EXTRACTED MATERIAL:
►

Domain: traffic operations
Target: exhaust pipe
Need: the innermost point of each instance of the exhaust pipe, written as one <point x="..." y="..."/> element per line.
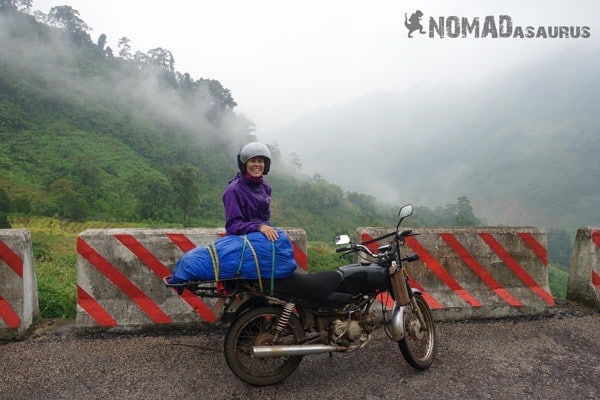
<point x="293" y="350"/>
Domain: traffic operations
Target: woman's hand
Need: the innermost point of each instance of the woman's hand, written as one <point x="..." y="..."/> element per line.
<point x="269" y="232"/>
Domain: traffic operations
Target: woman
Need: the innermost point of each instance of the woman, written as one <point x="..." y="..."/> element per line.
<point x="247" y="198"/>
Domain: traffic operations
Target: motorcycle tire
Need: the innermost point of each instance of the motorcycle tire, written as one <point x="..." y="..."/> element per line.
<point x="256" y="327"/>
<point x="419" y="345"/>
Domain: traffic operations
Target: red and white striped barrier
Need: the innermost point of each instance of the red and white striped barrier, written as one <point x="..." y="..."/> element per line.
<point x="584" y="273"/>
<point x="18" y="286"/>
<point x="120" y="272"/>
<point x="478" y="272"/>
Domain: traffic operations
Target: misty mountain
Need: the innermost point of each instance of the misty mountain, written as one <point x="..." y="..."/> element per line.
<point x="524" y="147"/>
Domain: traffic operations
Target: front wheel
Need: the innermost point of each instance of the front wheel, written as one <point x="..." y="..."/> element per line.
<point x="418" y="346"/>
<point x="256" y="327"/>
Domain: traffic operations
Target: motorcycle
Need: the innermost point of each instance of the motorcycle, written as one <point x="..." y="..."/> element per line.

◄

PROBLEM TO WORK ON:
Copy out all the records exactly, excluding pictures.

RESULT OF THIS TASK:
Domain: traffic operations
Target: exhaust pipe
Need: the innermost point of each instance of the exhaust pipe, written as one <point x="..." y="..."/> element per line.
<point x="293" y="350"/>
Domain: traffic operations
Target: woman's hand
Need: the innermost point of each instance of the woman's hand, written as one <point x="..." y="..."/> element per line.
<point x="269" y="232"/>
Domain: traffic operations
Target: woman
Need: the innermost point of each instance of the woman, written as one <point x="..." y="..."/> element per line.
<point x="247" y="198"/>
Domain: traffic operations
Target: motorcycle tire
Need: the innermost point of each instance of the motorcycle tire, written as one <point x="..." y="..."/> element per line.
<point x="256" y="327"/>
<point x="419" y="345"/>
Domain: traffic operations
Target: red and white striped barrier
Need: the innermost point of each instance of the red and white striped barrier, written as one <point x="..." y="..."/> element per line.
<point x="584" y="273"/>
<point x="18" y="286"/>
<point x="120" y="272"/>
<point x="478" y="272"/>
Domain: traffic operations
Target: misty mountain
Need: the innermost point of each instance of the misty mountain, written as one <point x="..." y="..."/> element per line.
<point x="524" y="147"/>
Domain: traffic operations
Target: front wheel
Need: the innermost point of each instance of the front wheel, written as one <point x="..." y="..."/> element per line.
<point x="418" y="346"/>
<point x="256" y="327"/>
Domain: traffic operations
Target: motorcycle
Need: the innermost point of each instance of the motorcycle, written as one <point x="..." y="..."/> element per line.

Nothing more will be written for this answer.